=== Work instructions ===
In the stretch of the records from the line containing "Pest-scouting request: tag the person's dark" through the end, replace "dropping" with "placing" and reproduce those lines, leaving the pictures out.

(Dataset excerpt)
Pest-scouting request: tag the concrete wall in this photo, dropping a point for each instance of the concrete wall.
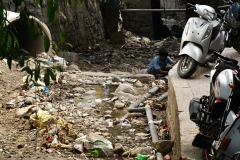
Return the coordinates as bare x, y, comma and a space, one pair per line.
83, 26
173, 120
139, 22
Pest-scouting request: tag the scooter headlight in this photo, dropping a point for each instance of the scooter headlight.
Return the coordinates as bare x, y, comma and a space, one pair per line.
207, 33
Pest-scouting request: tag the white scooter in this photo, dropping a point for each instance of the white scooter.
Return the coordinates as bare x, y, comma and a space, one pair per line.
201, 35
221, 119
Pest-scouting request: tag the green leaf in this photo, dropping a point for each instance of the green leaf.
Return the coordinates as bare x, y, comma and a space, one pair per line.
9, 41
55, 47
46, 78
52, 75
41, 3
15, 40
21, 61
28, 70
37, 72
46, 42
35, 37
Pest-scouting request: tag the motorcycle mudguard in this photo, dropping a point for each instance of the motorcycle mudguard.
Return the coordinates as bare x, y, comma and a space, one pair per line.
194, 51
232, 135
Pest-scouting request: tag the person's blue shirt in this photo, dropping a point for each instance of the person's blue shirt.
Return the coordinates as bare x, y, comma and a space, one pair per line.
157, 63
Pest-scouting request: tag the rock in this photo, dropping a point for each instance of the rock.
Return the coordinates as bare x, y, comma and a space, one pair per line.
117, 38
40, 83
159, 44
94, 141
47, 106
73, 67
125, 96
20, 99
164, 146
125, 88
30, 100
10, 104
138, 83
78, 90
24, 110
69, 56
91, 92
116, 79
118, 149
141, 150
142, 71
133, 115
119, 105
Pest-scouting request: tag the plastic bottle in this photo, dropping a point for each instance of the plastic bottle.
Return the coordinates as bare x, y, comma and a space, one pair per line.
142, 157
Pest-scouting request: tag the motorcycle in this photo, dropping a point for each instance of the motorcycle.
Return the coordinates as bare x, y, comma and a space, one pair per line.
201, 35
231, 23
217, 114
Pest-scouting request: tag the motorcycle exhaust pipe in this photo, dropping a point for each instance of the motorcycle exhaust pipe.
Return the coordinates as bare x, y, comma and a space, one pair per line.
194, 110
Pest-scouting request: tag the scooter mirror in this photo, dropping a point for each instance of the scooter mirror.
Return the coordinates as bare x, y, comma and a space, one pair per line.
202, 141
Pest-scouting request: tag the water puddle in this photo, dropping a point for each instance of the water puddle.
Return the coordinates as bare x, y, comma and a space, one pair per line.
104, 91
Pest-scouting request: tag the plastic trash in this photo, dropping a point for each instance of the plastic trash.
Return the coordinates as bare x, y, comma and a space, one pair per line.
54, 142
94, 153
92, 58
46, 89
153, 84
110, 123
125, 123
49, 150
142, 157
49, 59
20, 104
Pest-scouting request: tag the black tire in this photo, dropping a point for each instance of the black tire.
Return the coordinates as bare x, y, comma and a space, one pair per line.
213, 133
190, 69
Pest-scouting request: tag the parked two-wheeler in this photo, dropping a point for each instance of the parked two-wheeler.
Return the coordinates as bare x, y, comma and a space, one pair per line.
216, 114
207, 33
201, 35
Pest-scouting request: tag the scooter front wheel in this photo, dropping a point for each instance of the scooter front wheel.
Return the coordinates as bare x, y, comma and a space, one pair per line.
186, 66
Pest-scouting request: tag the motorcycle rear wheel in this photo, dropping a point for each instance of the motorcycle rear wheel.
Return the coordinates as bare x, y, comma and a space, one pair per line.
213, 133
186, 66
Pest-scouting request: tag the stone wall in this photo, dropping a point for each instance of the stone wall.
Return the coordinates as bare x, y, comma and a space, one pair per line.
83, 25
173, 120
138, 22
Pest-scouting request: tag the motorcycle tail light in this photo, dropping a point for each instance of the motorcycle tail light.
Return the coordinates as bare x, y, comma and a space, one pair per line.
207, 33
225, 143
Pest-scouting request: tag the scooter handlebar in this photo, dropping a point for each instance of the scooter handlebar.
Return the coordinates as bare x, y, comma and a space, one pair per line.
224, 7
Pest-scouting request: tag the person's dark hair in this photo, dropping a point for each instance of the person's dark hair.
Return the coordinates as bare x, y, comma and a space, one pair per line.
163, 52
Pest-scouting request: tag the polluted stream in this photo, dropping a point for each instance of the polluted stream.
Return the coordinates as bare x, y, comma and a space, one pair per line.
74, 118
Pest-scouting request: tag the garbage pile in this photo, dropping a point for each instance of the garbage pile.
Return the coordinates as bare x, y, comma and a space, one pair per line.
71, 118
133, 56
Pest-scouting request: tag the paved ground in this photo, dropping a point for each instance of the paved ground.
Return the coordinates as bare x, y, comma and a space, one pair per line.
185, 90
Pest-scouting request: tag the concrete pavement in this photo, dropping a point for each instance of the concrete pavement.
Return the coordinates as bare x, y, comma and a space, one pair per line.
181, 91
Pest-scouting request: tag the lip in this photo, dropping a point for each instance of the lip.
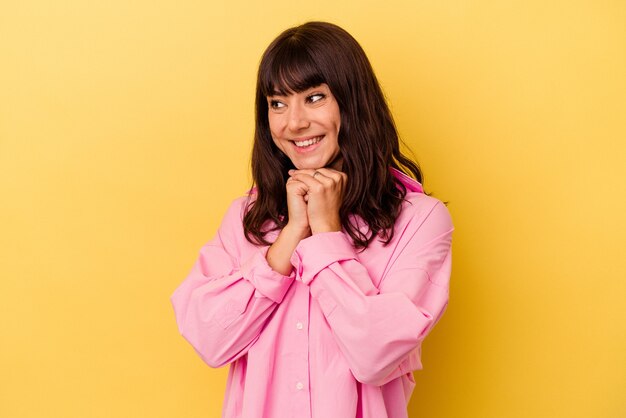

=== Solution to this problem ===
Pest-scouting request: tag the person's dark hair in this photo, placing a point for each instance of the person's dark hair.
Return the coordinates as bare x, y, comma and a space, one pair per line.
163, 52
Pest-scouting request: tag the polluted stream in this photo, placing a point for each instance of the polluted stream.
Return the coordinates as bare x, y, comma and a space, one pair per line.
74, 118
Pest-scouting request: tag the garbage pile in this photo, placing a point for each instance of the garbage pile.
Return the coordinates as bare x, y, comma and a space, one pair per line.
71, 118
133, 56
Pest-scouting request: tag the paved ground in this photo, placing a point for each instance of the paved ground.
Return the coordinates as bare x, y, comma and a space, one pair per line.
185, 90
Pest-scouting request: tag the concrete pavement in this photo, placing a point for each instance of the concrete pavement.
Return the coordinates as bare x, y, comma and a space, one pair per line.
181, 91
Pest-scouting request: tag the lip in this photo, placing a point for each instance of the lip.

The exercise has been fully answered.